Dorothy Dix—Her Book
A Foreword by Richard Duffy
To the accurately estimated millions of readers who are familiar with Dorothy Dix’s understanding and interpretation of the plain facts of everyday life and also its enigmas, it may appear a presumption that one should attempt a foreword of explanation to make clear why a choice of her daily contributions to the press, not only in the United States and Canada, but also in farther regions of the world, should be deemed worthy of the more permanent shelter of book covers. But it becomes at once justifiable when we try to present a true account of the work of “The Little Lady of New Orleans,” as one of her oldest editors calls her. She herself confesses that, among the hundreds of letters she receives each day from men and women, young, adult and aged, there recur the questions: “Are you a real person, or only a newspaper syndicate name?” “Are you a man, or are you a woman?” “Are you married or single?” “Have you ever been married?” “If you have not been married, would you marry?” “If you have been married—and are not now—would you marry again?” “Have you any children? If so—are they boys or girls—and how many?” It must be emphasized that the questions above recorded are not asked by correspondents merely curious, who put the questions just to probe the author of the Dorothy Dix articles. Not at all, these questions are asked in letters revealing the puzzles of life that entangle the very writers who address Dorothy Dix. Before they make the simplest inquiry as to the trustworthiness of Dorothy Dix, they tell their own troubles in the way we all have of saying: “Of course what I have said to you is wholly confidential. Now let me know where you stand—I mean about absolute personal fidelity.” To a hard-boiled business man, or business woman, such a remark seems trite. Yet, we must remember that hard-boiled business persons run to the courts every so often to discover between themselves, at great expense, how personal fidelity, in gush and in fact, sharply contrast.

### Raw data
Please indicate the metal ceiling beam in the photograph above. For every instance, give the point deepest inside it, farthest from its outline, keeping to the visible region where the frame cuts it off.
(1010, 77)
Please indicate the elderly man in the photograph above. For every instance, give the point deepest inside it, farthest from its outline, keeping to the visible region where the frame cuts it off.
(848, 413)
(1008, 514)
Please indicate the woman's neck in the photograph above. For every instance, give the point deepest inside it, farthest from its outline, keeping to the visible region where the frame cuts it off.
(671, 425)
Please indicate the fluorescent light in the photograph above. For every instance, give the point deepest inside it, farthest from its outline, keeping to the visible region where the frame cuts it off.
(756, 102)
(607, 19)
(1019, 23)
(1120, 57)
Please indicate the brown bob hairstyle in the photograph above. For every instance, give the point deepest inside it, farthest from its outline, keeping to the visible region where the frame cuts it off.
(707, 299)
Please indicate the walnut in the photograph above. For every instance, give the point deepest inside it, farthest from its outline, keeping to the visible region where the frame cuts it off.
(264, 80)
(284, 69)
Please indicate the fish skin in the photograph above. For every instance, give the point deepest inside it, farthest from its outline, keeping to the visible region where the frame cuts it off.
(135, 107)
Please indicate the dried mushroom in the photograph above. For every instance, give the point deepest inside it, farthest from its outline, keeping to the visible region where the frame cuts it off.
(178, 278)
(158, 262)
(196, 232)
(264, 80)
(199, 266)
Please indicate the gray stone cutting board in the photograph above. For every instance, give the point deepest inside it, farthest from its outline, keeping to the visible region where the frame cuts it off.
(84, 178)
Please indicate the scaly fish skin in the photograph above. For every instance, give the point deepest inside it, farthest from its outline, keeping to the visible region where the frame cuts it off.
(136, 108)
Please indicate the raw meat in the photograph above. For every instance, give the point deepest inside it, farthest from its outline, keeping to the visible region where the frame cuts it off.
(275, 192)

### Instruction 1
Answer these questions about the Dorothy Dix foreword:
(a) What does one of her oldest editors call Dorothy Dix?
(b) Besides the United States, which country is named as a place where her contributions to the press appear?
(c) Where do hard-boiled business persons run every so often, according to the foreword?
### Instruction 2
Carry on the Dorothy Dix foreword, picking up right after its last sentence.
The records have no connection to the Dorothy Dix foreword.

### Answer 1
(a) "The Little Lady of New Orleans"
(b) Canada
(c) To the courts

### Answer 2
The self-styled hard-boiled people and the people who pretend they are less sophisticated than they are, look to Dorothy Dix for a way out of all their troubles. These two classes are to be reckoned with, because they are always telling their troubles to some confidant—the less known, the better. But the vast majority of the people who write to Dorothy Dix for counsel and guidance are profoundly sincere and earnest, not so much because they fear to be otherwise, but because they are so firmly persuaded of the sincerity and earnestness of life itself, when they look it square in the face and without pose of any kind. All and any of these correspondents of Dorothy Dix are struggling with their problems of how to make life livable. In the case of the young woman who has a good job and, at the same time, has a good home with her parents, the question arises whether she should marry the man she likes, and who on his part likes her, and then undertake to become a parent herself without a salaried job and without the safeguard of the home provided by her father and mother. On the other side there appears the problem of the young man, who would marry, but for responsibilities, psychological as well as financial, that make him stop, look and listen before he leaves a dependent father and mother unsupported.
We pass to the men and women who are actually married and suddenly discover that they are facing the real and inevitable conflict of life at home as compared with the daily battle of the business world. Some husbands are go-getters, but they do not get anywhere because their wives are shiftless as home managers, or because they are spendthrifts, and would always, without trying, spend twice as much money as any husband has, or can earn. Some wives are the best of helpmates, but are linked to husbands who simply cannot or will not achieve the quiet fame of a weekly pay-envelope which is the rock foundation of “Home Sweet Home.”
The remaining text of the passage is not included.